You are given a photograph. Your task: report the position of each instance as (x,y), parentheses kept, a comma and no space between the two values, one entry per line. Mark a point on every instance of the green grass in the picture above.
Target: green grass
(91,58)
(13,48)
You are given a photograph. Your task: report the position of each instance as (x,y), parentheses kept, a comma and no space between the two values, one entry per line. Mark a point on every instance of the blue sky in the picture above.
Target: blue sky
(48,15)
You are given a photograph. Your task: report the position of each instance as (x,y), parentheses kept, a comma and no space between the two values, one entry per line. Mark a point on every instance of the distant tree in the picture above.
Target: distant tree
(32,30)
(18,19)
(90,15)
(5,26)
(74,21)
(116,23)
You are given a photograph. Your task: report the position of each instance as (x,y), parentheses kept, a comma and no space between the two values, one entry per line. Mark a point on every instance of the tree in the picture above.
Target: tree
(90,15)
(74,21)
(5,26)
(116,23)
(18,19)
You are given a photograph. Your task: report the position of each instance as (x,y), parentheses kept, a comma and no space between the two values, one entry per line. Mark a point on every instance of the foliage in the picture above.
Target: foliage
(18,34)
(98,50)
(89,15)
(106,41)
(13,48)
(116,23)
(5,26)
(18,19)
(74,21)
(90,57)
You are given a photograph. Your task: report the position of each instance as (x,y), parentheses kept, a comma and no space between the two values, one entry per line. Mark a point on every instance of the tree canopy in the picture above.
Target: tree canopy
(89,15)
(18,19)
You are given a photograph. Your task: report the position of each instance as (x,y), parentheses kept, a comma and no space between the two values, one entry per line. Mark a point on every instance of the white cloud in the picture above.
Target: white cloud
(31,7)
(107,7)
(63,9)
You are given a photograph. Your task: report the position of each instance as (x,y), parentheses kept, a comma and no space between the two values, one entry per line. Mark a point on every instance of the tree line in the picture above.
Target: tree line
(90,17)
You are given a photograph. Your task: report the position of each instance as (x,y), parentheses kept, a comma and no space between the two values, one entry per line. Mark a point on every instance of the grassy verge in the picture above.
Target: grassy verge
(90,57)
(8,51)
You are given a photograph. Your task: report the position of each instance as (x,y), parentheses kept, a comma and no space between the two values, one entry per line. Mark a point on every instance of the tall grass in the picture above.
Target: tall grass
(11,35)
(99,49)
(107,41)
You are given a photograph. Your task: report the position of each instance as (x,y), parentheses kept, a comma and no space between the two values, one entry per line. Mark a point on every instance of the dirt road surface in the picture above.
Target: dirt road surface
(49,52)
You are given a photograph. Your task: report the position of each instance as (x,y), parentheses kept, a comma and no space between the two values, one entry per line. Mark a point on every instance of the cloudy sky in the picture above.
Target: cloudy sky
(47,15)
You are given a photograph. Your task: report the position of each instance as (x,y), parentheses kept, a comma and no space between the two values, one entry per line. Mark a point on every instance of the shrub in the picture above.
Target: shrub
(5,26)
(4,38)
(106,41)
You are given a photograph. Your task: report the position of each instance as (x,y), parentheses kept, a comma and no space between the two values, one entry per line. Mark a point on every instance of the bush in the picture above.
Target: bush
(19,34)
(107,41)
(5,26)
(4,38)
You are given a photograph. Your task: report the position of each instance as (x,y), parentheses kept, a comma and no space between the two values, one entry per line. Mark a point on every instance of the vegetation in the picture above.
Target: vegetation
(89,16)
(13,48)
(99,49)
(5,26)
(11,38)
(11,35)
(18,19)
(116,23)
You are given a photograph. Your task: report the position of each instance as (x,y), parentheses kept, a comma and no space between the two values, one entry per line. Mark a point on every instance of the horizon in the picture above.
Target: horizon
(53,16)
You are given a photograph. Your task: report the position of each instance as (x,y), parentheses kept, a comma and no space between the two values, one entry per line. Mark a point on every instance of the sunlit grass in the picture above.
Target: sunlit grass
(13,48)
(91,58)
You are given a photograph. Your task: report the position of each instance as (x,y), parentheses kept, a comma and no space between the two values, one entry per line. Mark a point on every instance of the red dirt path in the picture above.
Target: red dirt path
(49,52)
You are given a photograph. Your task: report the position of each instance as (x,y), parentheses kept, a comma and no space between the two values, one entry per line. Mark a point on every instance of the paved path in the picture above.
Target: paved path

※

Rewrite the whole listing above, substituting "Place a dot on" for every occurrence of "Mark a point on" and changing nothing else.

**FINISHED ANSWER**
You are given a photograph. Your task: report the position of each instance as (x,y), parentheses kept, a comma and no space between the two values, one entry per line. Place a dot on every instance of the green grass in the picture above.
Target: green grass
(91,58)
(13,48)
You are given a photograph. Your task: report the position of each instance as (x,y), parentheses kept, a comma and no space between the two values, one entry per line. Place a dot on every instance of the blue sky in the picture above.
Target: blue sky
(48,15)
You are given a photograph. Your task: report the position of each instance as (x,y), parentheses kept, a comma and no space between the two values, one entry per line. Place a dot on every instance of the distant tree in the picture above.
Target: distant tree
(32,30)
(18,19)
(90,15)
(5,26)
(74,21)
(116,23)
You are given a photograph. Your task: report the position of each instance as (x,y), parentheses kept, a comma and no space between the two values, one entry per line. Place a dot on every instance of the tree in the picture above.
Target: tree
(90,15)
(74,21)
(5,26)
(116,23)
(18,19)
You are given a photograph. Your task: report the position of each instance as (x,y), parentheses kept, a comma and no space between the two values, one entry per line. Place a dot on every instance of the foliage in the picture above.
Target: foliage
(18,34)
(98,50)
(89,15)
(106,41)
(13,48)
(116,23)
(5,26)
(18,19)
(74,21)
(90,57)
You are given a photograph. Your task: report the position of each instance as (x,y), parentheses kept, a comma and no space between the two values, one entry per line. Place a dot on every instance of the tree canopy in the picture above.
Target: tree canopy
(89,15)
(18,19)
You are given a photograph. Your task: report the position of each instance as (x,y), parentheses kept, a comma and no space between the two values, one entry per line. Place a dot on every instance of the white cloud in the picture above.
Target: white cloud
(31,7)
(107,7)
(63,9)
You are given a photograph. Your task: report the position of each instance as (x,y), parentheses kept, a comma and no space between the two values, one entry per line. Place a dot on every instance of the tree line in the picture above.
Target: tree line
(90,17)
You are given a photograph. Your task: report the position of each instance as (x,y), parentheses kept, a comma and no space between the two values, one entry per line. Place a dot on every instance of the grassy verge in the picture above.
Target: grassy verge
(90,57)
(8,51)
You are given a photograph. Your task: report the position of each instance as (x,y), parentheses kept, a comma and no space between the two values, one entry per line. Place a dot on every instance of the tall grass in the picture above.
Target: tall grass
(11,35)
(99,49)
(107,41)
You are given a photograph. Your task: report the position of each instance as (x,y), parentheses kept, a comma and no space between the two values, one entry per line. Place a dot on every instance of the dirt road surface in the picture above.
Target: dirt road surface
(49,52)
You are given a photograph. Your task: report the position of each instance as (x,y), parentheses kept, a comma and no space between the two values, one entry per line. Place a dot on every instance of the cloudy sky in the picture above.
Target: cloudy sky
(47,15)
You are given a photograph. Your task: report the position of each instance as (x,y), parentheses kept, a comma and no space between the two values, one entry per line. Place a dot on every instance of the shrub in the picture above.
Target: shrub
(5,26)
(4,38)
(106,41)
You are given a photograph. Your task: report the position of each instance as (x,y), parentheses kept, a comma and no space between the two values, one entry per line. Place a dot on every instance of the bush in the picture above.
Target: bush
(19,34)
(107,41)
(5,26)
(4,38)
You are given a photograph. Your task: report the position of each instance as (x,y), parentheses kept, a comma and no space between the two values, one entry per line. Place a dot on every instance of the vegetation in the picture above.
Target: vegetation
(89,16)
(13,48)
(99,49)
(5,26)
(11,38)
(11,35)
(18,19)
(116,23)
You are given a photograph. Your task: report the position of each instance as (x,y), parentheses kept, a comma and no space between the two values, one entry per line. Place a dot on every instance of the horizon in the picture above.
Target: horizon
(53,16)
You are given a photograph. Your task: report the position of each instance as (x,y), parentheses kept, a comma and no space between the two values, one entry per line. Place a dot on every instance of the sunlit grass in the picture above.
Target: sunlit grass
(13,48)
(91,58)
You are given a photograph. Your task: report the position of each instance as (x,y), parentheses kept, a comma and no space between the two values, one entry per line. Place a dot on every instance of the red dirt path in the picture above.
Target: red dirt path
(49,52)
You are given a photograph. Your task: report the position of each instance as (x,y), parentheses kept, a comma and no space between the two values, one entry per line. Place a dot on every instance of the paved path in the picture above.
Target: paved path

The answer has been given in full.